> **Task statement**
The material below must be output exactly, line for line.

******

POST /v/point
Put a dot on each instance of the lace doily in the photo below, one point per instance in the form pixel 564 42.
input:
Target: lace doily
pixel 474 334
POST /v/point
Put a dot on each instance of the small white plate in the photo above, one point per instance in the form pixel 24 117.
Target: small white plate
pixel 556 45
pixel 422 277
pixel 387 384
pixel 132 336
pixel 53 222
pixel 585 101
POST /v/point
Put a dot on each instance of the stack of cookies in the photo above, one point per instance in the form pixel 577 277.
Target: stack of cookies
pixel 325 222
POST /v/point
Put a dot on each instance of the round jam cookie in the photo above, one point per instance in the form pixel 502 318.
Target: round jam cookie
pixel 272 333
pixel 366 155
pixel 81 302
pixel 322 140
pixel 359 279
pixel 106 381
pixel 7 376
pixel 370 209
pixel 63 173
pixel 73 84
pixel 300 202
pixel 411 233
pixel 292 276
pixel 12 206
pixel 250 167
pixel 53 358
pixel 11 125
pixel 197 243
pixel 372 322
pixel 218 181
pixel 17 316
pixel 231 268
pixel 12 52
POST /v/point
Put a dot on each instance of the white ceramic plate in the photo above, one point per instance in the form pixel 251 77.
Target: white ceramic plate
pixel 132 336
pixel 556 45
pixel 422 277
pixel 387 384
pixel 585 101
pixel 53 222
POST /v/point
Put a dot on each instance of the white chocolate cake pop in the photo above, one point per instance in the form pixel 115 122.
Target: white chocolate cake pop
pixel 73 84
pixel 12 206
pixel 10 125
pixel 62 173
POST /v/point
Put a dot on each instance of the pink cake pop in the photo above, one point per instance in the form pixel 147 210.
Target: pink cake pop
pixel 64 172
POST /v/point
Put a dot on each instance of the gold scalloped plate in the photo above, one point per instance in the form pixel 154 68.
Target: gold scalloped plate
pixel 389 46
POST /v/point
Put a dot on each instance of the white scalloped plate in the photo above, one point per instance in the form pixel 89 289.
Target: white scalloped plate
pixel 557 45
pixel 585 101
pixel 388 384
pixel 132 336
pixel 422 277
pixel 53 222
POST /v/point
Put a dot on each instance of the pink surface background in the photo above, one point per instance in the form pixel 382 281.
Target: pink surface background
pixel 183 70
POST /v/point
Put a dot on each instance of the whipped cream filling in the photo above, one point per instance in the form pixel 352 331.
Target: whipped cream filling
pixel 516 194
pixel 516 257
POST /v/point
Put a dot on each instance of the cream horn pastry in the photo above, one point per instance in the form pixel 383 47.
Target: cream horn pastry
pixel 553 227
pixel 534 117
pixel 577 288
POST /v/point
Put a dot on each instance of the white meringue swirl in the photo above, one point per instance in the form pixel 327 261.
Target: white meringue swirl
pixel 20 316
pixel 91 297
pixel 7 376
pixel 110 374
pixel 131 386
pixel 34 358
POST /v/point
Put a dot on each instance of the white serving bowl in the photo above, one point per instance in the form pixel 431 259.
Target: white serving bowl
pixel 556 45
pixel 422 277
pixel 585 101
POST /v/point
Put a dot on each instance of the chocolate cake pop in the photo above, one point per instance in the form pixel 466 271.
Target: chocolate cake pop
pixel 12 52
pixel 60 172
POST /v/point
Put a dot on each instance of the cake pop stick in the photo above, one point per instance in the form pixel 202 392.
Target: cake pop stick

******

> **Expected answer**
POST /v/point
Put a dot on each instance of the lace doily in the photo below, one point per instance in the form pixel 564 42.
input:
Target: lace doily
pixel 474 334
POST /v/point
Put a dot on each instance of the small white plate in the photo above, one point per instance in the form pixel 24 117.
Target: small white plate
pixel 556 45
pixel 422 277
pixel 387 384
pixel 132 336
pixel 53 222
pixel 585 101
POST /v/point
Put a dot on each instance of the stack of cookies in the photo above, one point per instance in the form pixel 577 277.
Target: stack of cookies
pixel 325 222
POST /v/point
Put a dot on each instance of the round jam cookie in the photo above, one point per instance in the form pixel 502 318.
Target: round jam cookie
pixel 272 333
pixel 366 155
pixel 81 302
pixel 322 140
pixel 359 279
pixel 106 381
pixel 7 376
pixel 370 209
pixel 63 173
pixel 73 84
pixel 300 202
pixel 411 233
pixel 292 276
pixel 12 206
pixel 250 167
pixel 53 358
pixel 11 125
pixel 197 243
pixel 372 322
pixel 218 181
pixel 17 316
pixel 231 268
pixel 12 52
POST /v/point
Put a dot on each instance of the white ceramic plate in the photo above, one point per instance in the form pixel 251 77.
Target: white ceramic plate
pixel 132 336
pixel 556 45
pixel 422 277
pixel 387 384
pixel 585 101
pixel 53 222
POST /v/point
Put a dot on each instance of the white chocolate cake pop in the photo above, one point per instance in the form pixel 115 122.
Target: white chocolate cake pop
pixel 73 84
pixel 12 206
pixel 10 125
pixel 62 173
POST /v/point
Put a dot on each instance of the pink cake pop in the photo above, one point per instance in the form pixel 147 210.
Target: pink cake pop
pixel 64 172
POST /v/point
Put a dot on each instance of the gold scalloped plate in the photo above, one point per instance in the form pixel 154 68.
Target: gold scalloped plate
pixel 389 46
POST /v/point
Put a dot on each instance of the white scalloped plate in the photo above, one point per instance in the form pixel 89 289.
Target: white scalloped plate
pixel 557 45
pixel 585 101
pixel 388 384
pixel 132 336
pixel 422 277
pixel 53 222
POST /v/point
Put a dot on each instance of the pink surface background in the photo above, one point per instance in the form pixel 382 281.
Target: pink surface background
pixel 183 70
POST /v/point
Put a dot on each instance of the whipped cream filling in the photo above, one point per instance in the form pixel 352 331.
Target: whipped cream filling
pixel 516 194
pixel 516 257
POST /v/point
Put a dot on each instance of the cream horn pastry in the photo above, one point per instance in the form pixel 383 47.
Target: cream horn pastry
pixel 553 227
pixel 534 117
pixel 577 288
POST /v/point
Put a dot on each instance of the white meringue swirl in the photo above, one point per instance in the form pixel 327 261.
Target: white meringue swirl
pixel 20 316
pixel 91 297
pixel 7 376
pixel 110 374
pixel 131 386
pixel 34 358
POST /v/point
Put a dot on each instance of the white serving bowl in the photo above, one point per instance in the form pixel 431 259.
Target: white serving bowl
pixel 556 45
pixel 422 277
pixel 585 101
POST /v/point
Put a dot on each instance of the chocolate cake pop in the photo above, one point per instance in the form pixel 466 271.
Target: chocolate cake pop
pixel 12 52
pixel 60 172
POST /v/point
Put a dot on each instance of the cake pop stick in the photo above, one point per instance in the form pixel 202 392.
Target: cake pop stick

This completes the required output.